Data entries
· · ·

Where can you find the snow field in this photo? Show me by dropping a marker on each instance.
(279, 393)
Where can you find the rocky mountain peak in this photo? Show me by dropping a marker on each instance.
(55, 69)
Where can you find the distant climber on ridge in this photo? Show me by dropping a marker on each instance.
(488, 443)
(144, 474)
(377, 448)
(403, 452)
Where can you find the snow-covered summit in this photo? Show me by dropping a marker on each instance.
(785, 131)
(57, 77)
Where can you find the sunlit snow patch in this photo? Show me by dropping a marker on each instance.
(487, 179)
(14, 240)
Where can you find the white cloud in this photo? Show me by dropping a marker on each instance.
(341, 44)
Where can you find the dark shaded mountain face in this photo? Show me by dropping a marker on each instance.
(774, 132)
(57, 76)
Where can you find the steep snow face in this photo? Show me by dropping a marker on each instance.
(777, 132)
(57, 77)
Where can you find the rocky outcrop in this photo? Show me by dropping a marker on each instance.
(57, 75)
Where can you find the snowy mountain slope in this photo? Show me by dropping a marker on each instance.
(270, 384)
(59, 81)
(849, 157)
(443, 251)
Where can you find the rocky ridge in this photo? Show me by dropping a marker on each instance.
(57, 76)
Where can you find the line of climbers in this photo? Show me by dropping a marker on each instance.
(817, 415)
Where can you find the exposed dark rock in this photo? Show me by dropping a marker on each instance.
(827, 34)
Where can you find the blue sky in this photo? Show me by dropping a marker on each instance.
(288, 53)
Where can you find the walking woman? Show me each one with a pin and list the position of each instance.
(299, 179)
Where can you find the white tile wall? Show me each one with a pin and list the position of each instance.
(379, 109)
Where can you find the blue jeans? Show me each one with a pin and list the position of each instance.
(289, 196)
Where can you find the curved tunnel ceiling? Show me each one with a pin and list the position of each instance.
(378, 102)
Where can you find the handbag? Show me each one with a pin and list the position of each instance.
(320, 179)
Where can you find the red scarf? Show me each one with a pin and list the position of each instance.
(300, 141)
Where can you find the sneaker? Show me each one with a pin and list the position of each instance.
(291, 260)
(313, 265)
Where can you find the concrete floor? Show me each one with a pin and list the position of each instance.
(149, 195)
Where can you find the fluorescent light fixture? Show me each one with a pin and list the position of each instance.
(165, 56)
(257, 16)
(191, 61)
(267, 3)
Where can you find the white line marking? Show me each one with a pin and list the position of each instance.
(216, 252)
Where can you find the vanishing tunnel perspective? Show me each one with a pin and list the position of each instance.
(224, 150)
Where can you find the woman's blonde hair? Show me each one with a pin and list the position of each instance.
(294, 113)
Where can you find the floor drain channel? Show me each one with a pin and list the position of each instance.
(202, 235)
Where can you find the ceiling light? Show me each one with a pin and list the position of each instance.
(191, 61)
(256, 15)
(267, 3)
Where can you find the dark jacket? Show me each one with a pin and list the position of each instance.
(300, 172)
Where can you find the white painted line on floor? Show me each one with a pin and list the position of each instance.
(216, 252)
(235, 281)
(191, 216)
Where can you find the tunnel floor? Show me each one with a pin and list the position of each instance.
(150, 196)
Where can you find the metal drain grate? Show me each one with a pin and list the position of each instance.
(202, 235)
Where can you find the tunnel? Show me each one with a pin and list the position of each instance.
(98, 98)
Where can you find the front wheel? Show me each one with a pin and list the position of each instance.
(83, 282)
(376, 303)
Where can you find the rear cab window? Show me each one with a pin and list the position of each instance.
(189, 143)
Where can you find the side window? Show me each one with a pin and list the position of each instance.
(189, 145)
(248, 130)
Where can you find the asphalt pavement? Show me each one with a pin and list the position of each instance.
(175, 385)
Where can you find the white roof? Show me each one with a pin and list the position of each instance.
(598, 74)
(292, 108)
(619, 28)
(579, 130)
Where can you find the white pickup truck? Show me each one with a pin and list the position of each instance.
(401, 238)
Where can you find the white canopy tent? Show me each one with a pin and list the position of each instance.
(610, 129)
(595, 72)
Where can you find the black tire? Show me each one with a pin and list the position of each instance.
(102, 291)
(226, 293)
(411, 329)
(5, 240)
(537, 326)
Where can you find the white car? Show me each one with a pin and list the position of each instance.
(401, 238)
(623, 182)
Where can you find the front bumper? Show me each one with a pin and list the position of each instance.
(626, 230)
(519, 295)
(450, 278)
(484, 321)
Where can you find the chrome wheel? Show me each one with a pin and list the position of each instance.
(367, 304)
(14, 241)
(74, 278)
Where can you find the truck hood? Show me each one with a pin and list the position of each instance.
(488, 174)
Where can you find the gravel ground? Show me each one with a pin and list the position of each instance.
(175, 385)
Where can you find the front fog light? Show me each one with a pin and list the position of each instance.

· · ·

Each of the lines above must appear again, unchanged.

## Solution to this exercise
Where can you find the snow field in this photo? Show me by dropping a marker on each instance.
(279, 393)
Where can you find the rocky mountain peak in this photo? Show me by dropping a marker on each instance.
(55, 69)
Where can you find the distant climber on ridge in this photo? Show me by dropping a marker on each instance.
(488, 443)
(144, 474)
(377, 448)
(403, 452)
Where can you find the snow-covered summit in this photo? Show me by dropping a marker on each instance.
(785, 131)
(57, 77)
Where can you find the sunlit snow patch in this photo? Show me by dropping a marker on each instance.
(487, 179)
(14, 240)
Where can you find the white cloud in this photo? Show me by dropping a marker on each instance.
(341, 44)
Where can you find the dark shaded mountain face in this photo? Show me by dropping a marker on each instance.
(774, 132)
(57, 76)
Where can you find the steep snow face in this photo? Show me by dropping a marker on each instance.
(777, 132)
(57, 77)
Where can you find the rocky outcrop in this photo? Show me by dropping a marker on each instance.
(57, 75)
Where can you find the snowy mountain slope in this photo? Show me by dropping a marker on each instance.
(270, 384)
(59, 81)
(849, 157)
(443, 251)
Where can you find the rocky ridge in this photo? Show me by dropping a marker on each instance.
(57, 76)
Where can you find the line of climbers in this photo? Show me by dropping a marker on each instance.
(817, 415)
Where can you find the exposed dark rock in this photo? Show me by dropping a marker on each instance.
(827, 34)
Where can you find the blue sky in this photo? Show me by dropping a marker on each instance.
(288, 53)
Where can you find the walking woman? Show me each one with a pin and list the position of each instance.
(299, 179)
Where can you find the white tile wall? Show me each one with a pin and list the position of each instance.
(379, 109)
Where can you find the blue jeans? Show me each one with a pin and list the position of each instance.
(289, 196)
Where can you find the curved tunnel ceiling? Show me each one with a pin and list the position of each instance.
(378, 102)
Where can you find the handbag? Show me each one with a pin and list the position of each instance.
(320, 179)
Where can you find the red scarf? Show me each one with a pin and list the position of each instance.
(300, 141)
Where can you find the sneaker? Show me each one with a pin and list the position of each instance.
(291, 260)
(313, 265)
Where can you find the concrete floor? Show me each one with a pin and list the position of each instance.
(149, 195)
Where can you find the fluorescent light fixture? Show me each one with a pin and list the position of each instance.
(165, 56)
(257, 16)
(191, 61)
(267, 3)
Where can you find the white line marking? Show me each one with a pin and list the position of each instance.
(216, 252)
Where can you find the vanishing tunnel perspective? Show me each one with a pin and list the position of each instance.
(224, 150)
Where can you find the woman's blonde hair? Show me each one with a pin and list the position of each instance.
(294, 113)
Where can you find the floor drain channel? Show me each one with a pin and list the position of each instance.
(202, 235)
Where can you find the ceiling light? Show me each one with a pin and list the position of each instance.
(191, 61)
(256, 15)
(267, 3)
Where can you find the dark jacket? Show me each one with a pin and list the position of each instance.
(300, 172)
Where can you find the white painted line on floor? Show me each one with a pin and list the position of each instance.
(216, 252)
(235, 281)
(191, 216)
Where can you find the tunnel floor? Show me each one with a pin and list the position of each instance.
(150, 196)
Where can you find the metal drain grate? Show me each one with a pin and list the position of each instance.
(202, 235)
Where can you find the tunnel? Show me each one with a pin and list the position of each instance.
(98, 98)
Where can you find the front wheel? Show me each one with a pin and list the position of each instance.
(83, 282)
(376, 303)
Where can you find the rear cab window? Show me each one with a pin and list the position of each instance.
(189, 143)
Where can you find the side window? Show me each one with a pin and list the position of each instance.
(189, 145)
(248, 130)
Where can you find the asphalt pavement? Show me each one with a pin and list the position of each instance.
(175, 385)
Where can you find the white roof? Show me each one with a pin and list the position of each instance.
(598, 74)
(292, 108)
(619, 28)
(579, 130)
Where can you find the white pickup truck? Show me each one with a pin and list the position of each instance.
(401, 238)
Where can you find the white canopy tent? Show me each one with a pin and list the position of each instance.
(610, 129)
(595, 72)
Where can you find the black tire? Show me each one with a pin and list the position of each instance.
(102, 291)
(226, 293)
(411, 329)
(5, 240)
(537, 326)
Where can you find the white car? Show me each one with a pin and list the position of each instance.
(401, 238)
(623, 182)
Where can you find the front bumper? Show me each one with a pin and list the position of each instance.
(626, 230)
(519, 295)
(450, 278)
(484, 321)
Where can you find the chrome wheel? Show me each one with a pin and list the position of each instance.
(367, 304)
(14, 241)
(74, 278)
Where can you find the truck hood? Show me each one with a pin and list the position of each instance.
(488, 174)
Where can you find the gravel ground? Show me each one with a pin and list the position of each instance.
(175, 385)
Where can you find the front fog light? Show me each one with a pin and list the position of each instance.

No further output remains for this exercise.